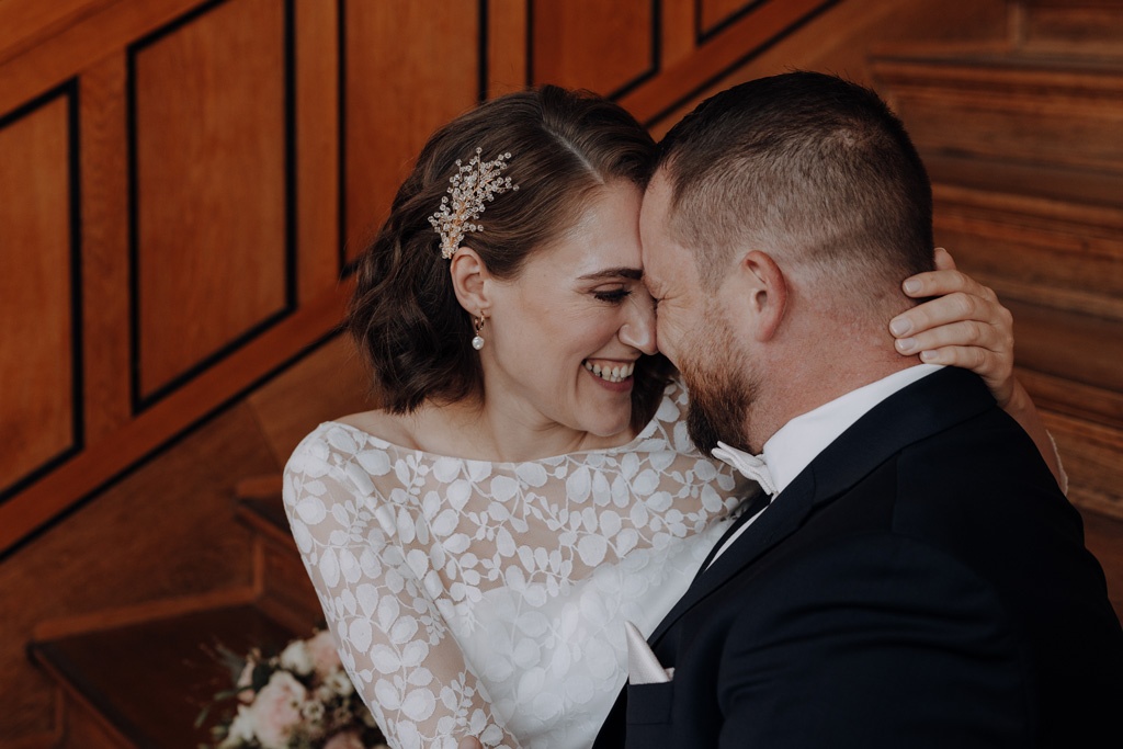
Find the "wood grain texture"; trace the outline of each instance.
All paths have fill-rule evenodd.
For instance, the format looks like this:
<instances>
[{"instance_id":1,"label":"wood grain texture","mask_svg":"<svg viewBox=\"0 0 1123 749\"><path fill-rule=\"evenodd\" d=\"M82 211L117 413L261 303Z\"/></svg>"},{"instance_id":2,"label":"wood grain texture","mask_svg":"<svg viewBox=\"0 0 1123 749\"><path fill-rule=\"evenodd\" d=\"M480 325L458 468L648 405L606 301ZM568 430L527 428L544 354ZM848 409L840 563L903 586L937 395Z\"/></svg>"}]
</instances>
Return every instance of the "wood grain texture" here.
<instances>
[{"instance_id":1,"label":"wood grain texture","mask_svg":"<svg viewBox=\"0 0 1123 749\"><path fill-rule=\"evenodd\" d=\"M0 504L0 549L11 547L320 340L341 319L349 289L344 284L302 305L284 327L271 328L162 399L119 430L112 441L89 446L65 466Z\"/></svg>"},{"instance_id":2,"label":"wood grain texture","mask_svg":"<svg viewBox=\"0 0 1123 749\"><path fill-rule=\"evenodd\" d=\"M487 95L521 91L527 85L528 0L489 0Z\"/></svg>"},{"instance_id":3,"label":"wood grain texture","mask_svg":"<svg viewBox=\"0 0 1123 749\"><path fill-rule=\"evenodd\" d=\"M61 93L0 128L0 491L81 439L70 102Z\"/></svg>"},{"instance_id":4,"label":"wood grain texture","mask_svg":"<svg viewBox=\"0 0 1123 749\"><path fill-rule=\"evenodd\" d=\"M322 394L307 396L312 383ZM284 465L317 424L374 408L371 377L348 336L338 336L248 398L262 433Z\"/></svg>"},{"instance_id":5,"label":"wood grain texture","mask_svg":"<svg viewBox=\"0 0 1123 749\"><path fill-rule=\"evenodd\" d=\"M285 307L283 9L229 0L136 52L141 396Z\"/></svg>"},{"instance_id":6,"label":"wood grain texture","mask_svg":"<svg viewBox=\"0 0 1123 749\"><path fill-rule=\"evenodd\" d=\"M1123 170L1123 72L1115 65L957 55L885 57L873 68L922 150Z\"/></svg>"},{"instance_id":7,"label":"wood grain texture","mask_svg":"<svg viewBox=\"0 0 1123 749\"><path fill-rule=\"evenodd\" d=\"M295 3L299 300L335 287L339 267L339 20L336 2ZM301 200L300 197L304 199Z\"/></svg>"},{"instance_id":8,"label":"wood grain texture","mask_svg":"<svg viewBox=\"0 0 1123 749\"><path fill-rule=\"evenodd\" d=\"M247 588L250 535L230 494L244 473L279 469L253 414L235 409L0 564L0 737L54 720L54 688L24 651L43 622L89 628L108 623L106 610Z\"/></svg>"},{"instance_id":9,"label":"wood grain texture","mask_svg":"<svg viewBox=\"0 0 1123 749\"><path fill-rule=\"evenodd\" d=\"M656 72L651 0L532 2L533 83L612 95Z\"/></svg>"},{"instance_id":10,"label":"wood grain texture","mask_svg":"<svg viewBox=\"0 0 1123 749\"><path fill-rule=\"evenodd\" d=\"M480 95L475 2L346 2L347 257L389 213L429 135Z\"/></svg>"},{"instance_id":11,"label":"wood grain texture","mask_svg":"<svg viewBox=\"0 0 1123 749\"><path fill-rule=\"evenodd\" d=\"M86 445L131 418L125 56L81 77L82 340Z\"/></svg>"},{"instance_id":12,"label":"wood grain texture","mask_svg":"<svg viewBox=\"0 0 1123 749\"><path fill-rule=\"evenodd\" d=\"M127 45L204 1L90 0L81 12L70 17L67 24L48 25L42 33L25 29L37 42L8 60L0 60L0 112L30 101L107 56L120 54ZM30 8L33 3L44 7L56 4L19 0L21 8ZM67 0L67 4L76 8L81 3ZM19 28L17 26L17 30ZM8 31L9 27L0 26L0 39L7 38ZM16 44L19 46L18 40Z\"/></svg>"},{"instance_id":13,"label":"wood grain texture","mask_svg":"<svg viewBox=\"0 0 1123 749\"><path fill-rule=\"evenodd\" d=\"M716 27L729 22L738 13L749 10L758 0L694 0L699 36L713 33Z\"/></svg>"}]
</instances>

REQUEST: Please render every line of the rows above as a numbered list, skipping blank lines and leaving the pictures out.

TASK OUTPUT:
1. Find the "wood grain texture"; trace the outline of each instance.
2. All paths have fill-rule evenodd.
3. For instance, the format looks like this:
4. <instances>
5. [{"instance_id":1,"label":"wood grain texture","mask_svg":"<svg viewBox=\"0 0 1123 749\"><path fill-rule=\"evenodd\" d=\"M82 211L117 413L261 303Z\"/></svg>"},{"instance_id":2,"label":"wood grain texture","mask_svg":"<svg viewBox=\"0 0 1123 749\"><path fill-rule=\"evenodd\" d=\"M480 325L458 468L648 405L606 301ZM568 430L527 428L544 354ZM848 409L840 563L903 586L937 395Z\"/></svg>"}]
6. </instances>
7. Return every instance of the "wood grain texture" here.
8. <instances>
9. [{"instance_id":1,"label":"wood grain texture","mask_svg":"<svg viewBox=\"0 0 1123 749\"><path fill-rule=\"evenodd\" d=\"M0 504L0 549L11 547L320 340L341 319L349 289L344 284L302 305L284 327L271 328L162 399L119 430L112 441L89 446L65 466Z\"/></svg>"},{"instance_id":2,"label":"wood grain texture","mask_svg":"<svg viewBox=\"0 0 1123 749\"><path fill-rule=\"evenodd\" d=\"M487 95L521 91L527 85L528 0L489 0Z\"/></svg>"},{"instance_id":3,"label":"wood grain texture","mask_svg":"<svg viewBox=\"0 0 1123 749\"><path fill-rule=\"evenodd\" d=\"M61 93L0 128L0 491L81 439L70 102Z\"/></svg>"},{"instance_id":4,"label":"wood grain texture","mask_svg":"<svg viewBox=\"0 0 1123 749\"><path fill-rule=\"evenodd\" d=\"M322 394L307 396L312 383ZM284 465L317 424L374 408L371 377L348 336L338 336L248 398L262 433Z\"/></svg>"},{"instance_id":5,"label":"wood grain texture","mask_svg":"<svg viewBox=\"0 0 1123 749\"><path fill-rule=\"evenodd\" d=\"M285 307L283 9L229 0L136 52L141 396Z\"/></svg>"},{"instance_id":6,"label":"wood grain texture","mask_svg":"<svg viewBox=\"0 0 1123 749\"><path fill-rule=\"evenodd\" d=\"M1123 170L1123 72L1115 65L957 55L885 57L873 68L922 150Z\"/></svg>"},{"instance_id":7,"label":"wood grain texture","mask_svg":"<svg viewBox=\"0 0 1123 749\"><path fill-rule=\"evenodd\" d=\"M295 3L299 300L335 287L339 267L339 20L336 2ZM301 200L300 197L304 199Z\"/></svg>"},{"instance_id":8,"label":"wood grain texture","mask_svg":"<svg viewBox=\"0 0 1123 749\"><path fill-rule=\"evenodd\" d=\"M247 588L250 535L230 494L244 473L279 469L253 414L235 409L0 564L0 737L54 720L54 688L24 651L43 622L89 628L108 623L106 610Z\"/></svg>"},{"instance_id":9,"label":"wood grain texture","mask_svg":"<svg viewBox=\"0 0 1123 749\"><path fill-rule=\"evenodd\" d=\"M656 72L651 0L532 2L533 83L612 95Z\"/></svg>"},{"instance_id":10,"label":"wood grain texture","mask_svg":"<svg viewBox=\"0 0 1123 749\"><path fill-rule=\"evenodd\" d=\"M480 95L475 2L346 2L347 257L389 213L429 135Z\"/></svg>"},{"instance_id":11,"label":"wood grain texture","mask_svg":"<svg viewBox=\"0 0 1123 749\"><path fill-rule=\"evenodd\" d=\"M86 445L131 418L125 56L81 77L82 340Z\"/></svg>"},{"instance_id":12,"label":"wood grain texture","mask_svg":"<svg viewBox=\"0 0 1123 749\"><path fill-rule=\"evenodd\" d=\"M127 45L204 1L90 0L81 12L70 17L67 24L48 25L42 33L25 29L37 42L8 60L0 60L0 112L30 101L107 56L120 54ZM30 8L33 3L44 7L56 4L19 0L21 8ZM67 0L67 4L76 8L81 3ZM19 28L17 26L17 30ZM8 31L9 27L0 26L0 39L7 38ZM16 44L19 46L18 40Z\"/></svg>"},{"instance_id":13,"label":"wood grain texture","mask_svg":"<svg viewBox=\"0 0 1123 749\"><path fill-rule=\"evenodd\" d=\"M716 27L729 22L738 13L749 10L758 0L694 0L699 36L713 33Z\"/></svg>"}]
10. </instances>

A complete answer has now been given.